Quoted passage.

The Coopersville Station, originally built as the Grand Rapids, Grand Haven and Muskegon Railway Depot is a historic railway station once used by the Grand Rapids, Grand Haven and Muskegon Railway in Coopersville, Michigan. The Coopersville Area Historical Society and Museum is now housed in the station.

==History==
The Grand Rapids, Grand Haven and Muskegon Railway was incorporated in 1899, and began service in 1902 on 44 miles of interurban line. This station in Coopersville was constructed for the opening of the line. The trains were electric, and the station functioned as not only a passenger depot, but also an electric substation to supply DC power to the trains via an electrified third rail.

In 1912, the United Light and Railway Company bought out the Grand Rapids, Grand Haven and Muskegon Railway. They operated the railway until 1928. The company held only an easement on the property, so when United Light went out of business, the property reverted to the city of Coopersville. A local garden club used the property from the 1930s through at least the early 1970s. After this, it was used by the Coopersville Public School System as an alternative education site. In 1987, the Coopersville Area Historical Society acquired use of the building. They opened the building as a museum, and made renovations, completed in 1991.

Records supplied.
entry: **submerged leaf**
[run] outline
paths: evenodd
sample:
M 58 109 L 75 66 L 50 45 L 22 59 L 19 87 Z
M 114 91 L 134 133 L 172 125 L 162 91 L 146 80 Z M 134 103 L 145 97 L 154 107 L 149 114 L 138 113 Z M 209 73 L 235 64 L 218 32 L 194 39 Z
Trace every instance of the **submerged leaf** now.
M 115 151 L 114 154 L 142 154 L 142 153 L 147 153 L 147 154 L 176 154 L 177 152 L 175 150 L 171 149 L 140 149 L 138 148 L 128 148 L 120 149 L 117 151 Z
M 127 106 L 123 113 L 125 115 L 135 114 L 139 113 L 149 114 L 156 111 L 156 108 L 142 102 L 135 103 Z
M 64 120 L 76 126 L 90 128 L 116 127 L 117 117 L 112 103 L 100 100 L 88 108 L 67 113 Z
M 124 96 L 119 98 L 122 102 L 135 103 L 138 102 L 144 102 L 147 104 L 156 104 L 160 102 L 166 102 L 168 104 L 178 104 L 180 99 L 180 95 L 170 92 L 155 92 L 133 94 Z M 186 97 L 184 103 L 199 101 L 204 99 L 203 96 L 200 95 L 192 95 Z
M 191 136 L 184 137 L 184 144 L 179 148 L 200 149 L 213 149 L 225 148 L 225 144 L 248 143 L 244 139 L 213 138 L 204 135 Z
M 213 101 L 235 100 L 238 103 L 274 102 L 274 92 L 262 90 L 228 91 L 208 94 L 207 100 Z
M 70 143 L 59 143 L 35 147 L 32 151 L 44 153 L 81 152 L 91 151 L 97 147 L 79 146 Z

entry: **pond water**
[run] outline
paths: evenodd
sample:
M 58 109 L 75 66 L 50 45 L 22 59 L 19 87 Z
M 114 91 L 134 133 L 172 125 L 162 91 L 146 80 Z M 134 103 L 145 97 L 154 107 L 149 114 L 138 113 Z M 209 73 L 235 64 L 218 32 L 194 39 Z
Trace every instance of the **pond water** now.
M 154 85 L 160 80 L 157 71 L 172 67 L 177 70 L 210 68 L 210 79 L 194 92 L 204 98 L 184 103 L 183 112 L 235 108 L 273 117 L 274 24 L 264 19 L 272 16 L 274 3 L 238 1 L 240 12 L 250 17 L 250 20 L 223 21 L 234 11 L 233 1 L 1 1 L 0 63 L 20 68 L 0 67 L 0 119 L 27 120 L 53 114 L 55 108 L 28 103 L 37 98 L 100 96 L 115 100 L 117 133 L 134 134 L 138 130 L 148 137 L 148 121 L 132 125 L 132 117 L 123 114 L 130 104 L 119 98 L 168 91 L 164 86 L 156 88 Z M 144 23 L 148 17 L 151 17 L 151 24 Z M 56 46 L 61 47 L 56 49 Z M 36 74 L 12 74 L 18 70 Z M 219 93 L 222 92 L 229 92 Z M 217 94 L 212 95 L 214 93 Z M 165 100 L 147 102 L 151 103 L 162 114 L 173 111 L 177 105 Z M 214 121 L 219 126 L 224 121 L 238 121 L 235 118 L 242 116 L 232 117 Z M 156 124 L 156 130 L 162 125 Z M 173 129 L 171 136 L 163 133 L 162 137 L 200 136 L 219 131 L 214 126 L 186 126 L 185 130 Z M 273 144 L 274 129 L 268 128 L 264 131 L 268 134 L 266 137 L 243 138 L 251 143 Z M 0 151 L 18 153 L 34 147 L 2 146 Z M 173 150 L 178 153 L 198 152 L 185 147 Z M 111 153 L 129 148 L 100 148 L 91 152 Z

What is required. According to the passage on the Coopersville Station, why did the station property go to the city of Coopersville when United Light went out of business? Answer in one to three sentences.

Exercise answer. The United Light and Railway Company held only an easement on the property. So when the company went out of business, the property reverted to the city of Coopersville.